## Start SUPPLIED DATA
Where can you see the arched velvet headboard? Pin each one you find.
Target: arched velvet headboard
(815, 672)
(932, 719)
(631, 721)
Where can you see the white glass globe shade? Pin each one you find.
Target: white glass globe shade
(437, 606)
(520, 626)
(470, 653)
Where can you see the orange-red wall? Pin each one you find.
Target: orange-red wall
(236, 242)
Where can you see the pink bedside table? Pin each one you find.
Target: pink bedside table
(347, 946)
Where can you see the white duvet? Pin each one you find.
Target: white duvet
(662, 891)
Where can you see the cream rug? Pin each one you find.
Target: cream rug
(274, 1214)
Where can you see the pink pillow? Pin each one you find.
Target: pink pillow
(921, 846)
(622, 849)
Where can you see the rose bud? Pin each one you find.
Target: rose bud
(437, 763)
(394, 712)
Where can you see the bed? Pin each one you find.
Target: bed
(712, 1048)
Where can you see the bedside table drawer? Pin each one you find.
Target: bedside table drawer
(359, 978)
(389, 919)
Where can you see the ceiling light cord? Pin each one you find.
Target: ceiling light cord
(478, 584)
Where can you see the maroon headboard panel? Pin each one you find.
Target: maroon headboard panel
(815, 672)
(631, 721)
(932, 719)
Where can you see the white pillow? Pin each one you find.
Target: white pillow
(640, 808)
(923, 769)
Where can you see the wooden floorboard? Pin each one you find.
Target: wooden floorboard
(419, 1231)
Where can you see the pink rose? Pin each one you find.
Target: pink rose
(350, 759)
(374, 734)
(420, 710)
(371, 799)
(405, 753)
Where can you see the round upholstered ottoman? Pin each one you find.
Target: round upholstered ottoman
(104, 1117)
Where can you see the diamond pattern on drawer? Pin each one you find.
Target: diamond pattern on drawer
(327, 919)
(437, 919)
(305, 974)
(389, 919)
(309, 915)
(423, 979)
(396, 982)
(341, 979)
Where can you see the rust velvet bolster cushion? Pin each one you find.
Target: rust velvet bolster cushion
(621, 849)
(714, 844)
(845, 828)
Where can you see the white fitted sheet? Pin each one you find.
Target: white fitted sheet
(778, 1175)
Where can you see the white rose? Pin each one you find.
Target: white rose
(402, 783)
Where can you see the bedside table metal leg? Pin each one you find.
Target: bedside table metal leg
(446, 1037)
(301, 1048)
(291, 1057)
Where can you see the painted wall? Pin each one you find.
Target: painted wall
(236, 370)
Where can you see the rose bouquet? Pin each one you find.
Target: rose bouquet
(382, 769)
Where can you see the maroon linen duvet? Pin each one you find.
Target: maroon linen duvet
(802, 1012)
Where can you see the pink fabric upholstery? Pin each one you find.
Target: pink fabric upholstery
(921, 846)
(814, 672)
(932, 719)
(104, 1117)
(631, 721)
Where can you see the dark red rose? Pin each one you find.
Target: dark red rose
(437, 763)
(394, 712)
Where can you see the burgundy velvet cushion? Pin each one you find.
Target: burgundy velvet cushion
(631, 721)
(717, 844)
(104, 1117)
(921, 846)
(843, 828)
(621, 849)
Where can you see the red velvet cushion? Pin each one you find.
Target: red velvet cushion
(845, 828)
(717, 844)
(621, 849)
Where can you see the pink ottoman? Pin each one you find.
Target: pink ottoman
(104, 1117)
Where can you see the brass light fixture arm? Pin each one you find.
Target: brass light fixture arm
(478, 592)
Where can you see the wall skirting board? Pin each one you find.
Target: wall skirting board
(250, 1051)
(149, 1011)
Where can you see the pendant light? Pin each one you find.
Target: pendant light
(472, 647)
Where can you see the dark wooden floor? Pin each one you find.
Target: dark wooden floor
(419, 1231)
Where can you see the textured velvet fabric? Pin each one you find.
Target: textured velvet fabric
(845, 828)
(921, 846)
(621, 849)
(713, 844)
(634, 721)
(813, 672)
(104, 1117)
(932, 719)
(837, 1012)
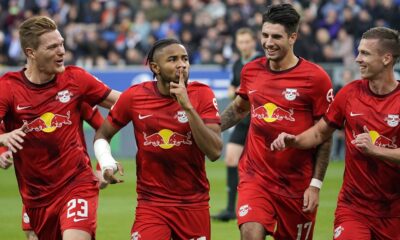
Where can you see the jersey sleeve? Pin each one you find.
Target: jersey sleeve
(335, 115)
(322, 94)
(209, 107)
(119, 114)
(94, 91)
(5, 101)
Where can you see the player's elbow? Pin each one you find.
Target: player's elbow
(215, 153)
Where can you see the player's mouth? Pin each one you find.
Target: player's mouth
(60, 62)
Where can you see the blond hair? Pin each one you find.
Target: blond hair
(31, 29)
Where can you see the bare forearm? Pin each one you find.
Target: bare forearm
(322, 159)
(231, 116)
(387, 154)
(208, 140)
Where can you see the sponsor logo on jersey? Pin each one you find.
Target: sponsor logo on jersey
## End SUPPLIED DATA
-- WHAT YOU HAVE TO DO --
Write out the records above exactly as they stand, leaving out every picture.

-- RESULT FOR THIS TASK --
Where can you see the arched velvet headboard? Pin each one you find.
Target: arched velvet headboard
(815, 672)
(932, 719)
(631, 721)
Where can you see the white glass globe shade? Pin each one you find.
Target: white glass globe shade
(437, 606)
(520, 626)
(470, 653)
Where can you see the orange-red wall? Pin each one you find.
Target: orange-red wall
(236, 242)
Where can you see the pink bedside table? Pin each one you find.
Target: pink bedside table
(347, 946)
Where can you see the white duvet? Pin each one you find.
Target: white duvet
(662, 891)
Where can you see the cream rug? Pin each one you find.
Target: cream rug
(274, 1214)
Where can you see the pink pillow? Pin each one you find.
Target: pink pillow
(921, 846)
(622, 849)
Where can you see the rose bud? Pin each one you find.
Target: rose bud
(437, 763)
(394, 712)
Where can you see the bed? Pin each one you find.
Target: bed
(712, 1048)
Where can you see the bedside table drawer? Pin each one you find.
Target: bedside table drawer
(359, 978)
(389, 919)
Where can you see the ceiling light cord? Pin each one you find.
Target: ceiling light cord
(478, 584)
Where can you see the maroon headboard panel? Pin each one you find.
Target: maroon headboard panel
(815, 672)
(631, 721)
(932, 719)
Where can you see the white pillow? Pin each one you find.
Target: white pillow
(640, 808)
(923, 769)
Where can you see the wooden floorboard? Pin each one you find.
Target: wooden floorboard
(419, 1231)
Where can you see the pink rose? Pin each one you find.
Target: pink rose
(350, 759)
(374, 734)
(420, 710)
(371, 799)
(405, 753)
Where can you see the round upholstered ottoman? Pin each one you find.
Target: round upholstered ottoman
(104, 1117)
Where can you see the diamond pattern on drawer? Pin each one you find.
Target: diamond pattern on drawer
(327, 919)
(437, 919)
(305, 974)
(389, 919)
(309, 915)
(423, 979)
(396, 982)
(341, 979)
Where can you see the rust velvet bolster cushion? Pin each one you find.
Target: rust velvet bolster cushion
(621, 849)
(714, 844)
(845, 828)
Where can you see the white fitted sheet? Pin each one you find.
Target: white fitted sheet
(778, 1175)
Where can you see the white rose? Pin each one you find.
Target: white rose
(402, 783)
Where can you see the bedside table metal leg? Pin each one you find.
Target: bedside table metal leg
(446, 1037)
(301, 1048)
(291, 1057)
Where can you see the painted wall? Pin each one you find.
Target: painted wall
(236, 370)
Where can you see the rose bouquet? Pin each one you find.
Target: rose bouquet
(382, 769)
Where can you see the maroon linen duvet? Pin each one you find.
Target: maroon linen duvet
(802, 1012)
Where can you see the pink fabric upholstery? Pin each one you find.
Target: pink fabric upholstery
(921, 846)
(814, 672)
(932, 719)
(104, 1117)
(631, 721)
Where can you see the dark red rose? Pin each one you find.
Target: dark red rose
(437, 763)
(394, 712)
Where can you see the burgundy velvet cushion? Pin each one you find.
Target: burgundy velvet cushion
(631, 721)
(717, 844)
(104, 1117)
(921, 846)
(843, 828)
(621, 849)
Where can you see the red velvet cushion? Pin each one you find.
Target: red velvet cushion
(845, 828)
(717, 844)
(621, 849)
Where can you see the pink ottoman? Pin each one you find.
Target: pink ottoman
(104, 1117)
Where can you see the brass light fixture arm? Pin each one you find.
Target: brass light fixture arm
(478, 592)
Where can you see the wall skirting board? Pin each one you find.
Target: wall skirting board
(250, 1051)
(149, 1011)
Where can you see the pendant light? Pin each one you find.
Target: pendant light
(472, 647)
Where can you see the dark wooden floor? Pin each one you find.
Target: dark wooden floor
(419, 1231)
Where can you see the textured velvet fabric? Pin each one you find.
Target: textured velvet fabric
(845, 828)
(921, 846)
(621, 849)
(713, 844)
(634, 721)
(813, 672)
(104, 1117)
(932, 719)
(837, 1012)
Where can you see the jersey sleeve? Pin each one you find.
Target: jersey sleeve
(335, 115)
(322, 94)
(209, 107)
(119, 114)
(94, 91)
(5, 101)
Where can you see the player's elbow? Pin each one you find.
Target: player's elbow
(215, 153)
Where can you see the player's mouth? Pin each one you find.
Target: player's mouth
(60, 62)
Where can you see the blond hair? Pin each one you find.
Target: blond hair
(31, 29)
Where can you see the bare forearm? Pin each one you find.
Target: bare forearm
(322, 159)
(231, 116)
(387, 154)
(208, 140)
Where can you see the sponsor logo on jersey? Pin each one you find.
Target: sponsor logo on jersey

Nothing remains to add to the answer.